-- Text to read start --
June 15, 2012 at 7:46 am
We are repurposing an old production server as a UAT box (finally!!) and are having discussions on the refresh strategy. What are some things you guys have done that work well? Anything not work particularly well? Refresh will probably be done weekly, and UAT schema is to mirror prod at time of refresh. UAT box will hold less data due to space constraints (data size will still be in the terabyte range). Refresh window will likely be 12 hours max.
Thanks for the insight,
Jason
June 15, 2012 at 7:55 am
What typically works best is to apply the same deployments to UAT as you do to Prod. This means that if a deployment to UAT fails, the deployment needs to have a rollback plan in place that gets implemented. This is nice because it also ensures on those occassions that the rollback plan works too.
I would try to avoid doing backfills from production to UAT. If the engineering team is doing its job, it won't be needed.
June 15, 2012 at 10:25 am
Jason Marshall (6/15/2012)
We are repurposing an old production server as a UAT box (finally!!) and are having discussions on the refresh strategy. What are some things you guys have done that work well? Anything not work particularly well? Refresh will probably be done weekly, and UAT schema is to mirror prod at time of refresh. UAT box will hold less data due to space constraints (data size will still be in the terabyte range). Refresh window will likely be 12 hours max.Thanks for the insight,
Jason
Hi, Do you mind explaining little bit more as to what exactly you mean by refresh strategy and when would you go for it.....what does it include? Please advise. Anyone can chime in.
Thanks,
TA
Regards,
SQLisAwe5oMe.
-- Text to read end --
-- Provided material start --
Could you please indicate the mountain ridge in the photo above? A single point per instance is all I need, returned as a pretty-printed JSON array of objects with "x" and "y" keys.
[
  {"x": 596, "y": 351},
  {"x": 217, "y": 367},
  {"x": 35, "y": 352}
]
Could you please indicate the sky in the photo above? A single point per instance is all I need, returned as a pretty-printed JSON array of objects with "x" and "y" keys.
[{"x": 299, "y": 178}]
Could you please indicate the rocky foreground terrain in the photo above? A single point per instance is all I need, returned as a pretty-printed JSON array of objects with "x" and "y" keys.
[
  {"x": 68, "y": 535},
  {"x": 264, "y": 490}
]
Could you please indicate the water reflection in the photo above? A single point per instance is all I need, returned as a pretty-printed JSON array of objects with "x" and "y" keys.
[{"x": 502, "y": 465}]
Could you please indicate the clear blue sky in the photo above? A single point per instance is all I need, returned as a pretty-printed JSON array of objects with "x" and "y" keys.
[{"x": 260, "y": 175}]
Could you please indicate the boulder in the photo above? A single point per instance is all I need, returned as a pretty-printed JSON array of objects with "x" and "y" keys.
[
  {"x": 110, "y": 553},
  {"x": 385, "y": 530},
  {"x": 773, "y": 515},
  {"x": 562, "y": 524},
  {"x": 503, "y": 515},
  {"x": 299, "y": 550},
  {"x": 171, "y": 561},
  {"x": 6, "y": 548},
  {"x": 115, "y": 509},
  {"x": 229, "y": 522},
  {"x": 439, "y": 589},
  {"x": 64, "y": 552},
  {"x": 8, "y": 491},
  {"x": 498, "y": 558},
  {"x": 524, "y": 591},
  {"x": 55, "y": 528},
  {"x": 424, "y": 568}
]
-- Provided material end --
-- Provided material start --
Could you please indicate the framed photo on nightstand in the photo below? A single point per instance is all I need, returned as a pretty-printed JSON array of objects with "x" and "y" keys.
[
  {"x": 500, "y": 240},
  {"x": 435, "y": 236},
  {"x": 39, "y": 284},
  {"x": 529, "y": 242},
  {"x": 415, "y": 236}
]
-- Provided material end --
Brief =>
Reproduce the passage of the UAT refresh thread between "June 15, 2012 at 7:46" and "plan works too.", inclusive. The rows come from a different source than the forum thread.

Output for this exercise =>
June 15, 2012 at 7:46 am
We are repurposing an old production server as a UAT box (finally!!) and are having discussions on the refresh strategy. What are some things you guys have done that work well? Anything not work particularly well? Refresh will probably be done weekly, and UAT schema is to mirror prod at time of refresh. UAT box will hold less data due to space constraints (data size will still be in the terabyte range). Refresh window will likely be 12 hours max.
Thanks for the insight,
Jason
June 15, 2012 at 7:55 am
What typically works best is to apply the same deployments to UAT as you do to Prod. This means that if a deployment to UAT fails, the deployment needs to have a rollback plan in place that gets implemented. This is nice because it also ensures on those occassions that the rollback plan works too.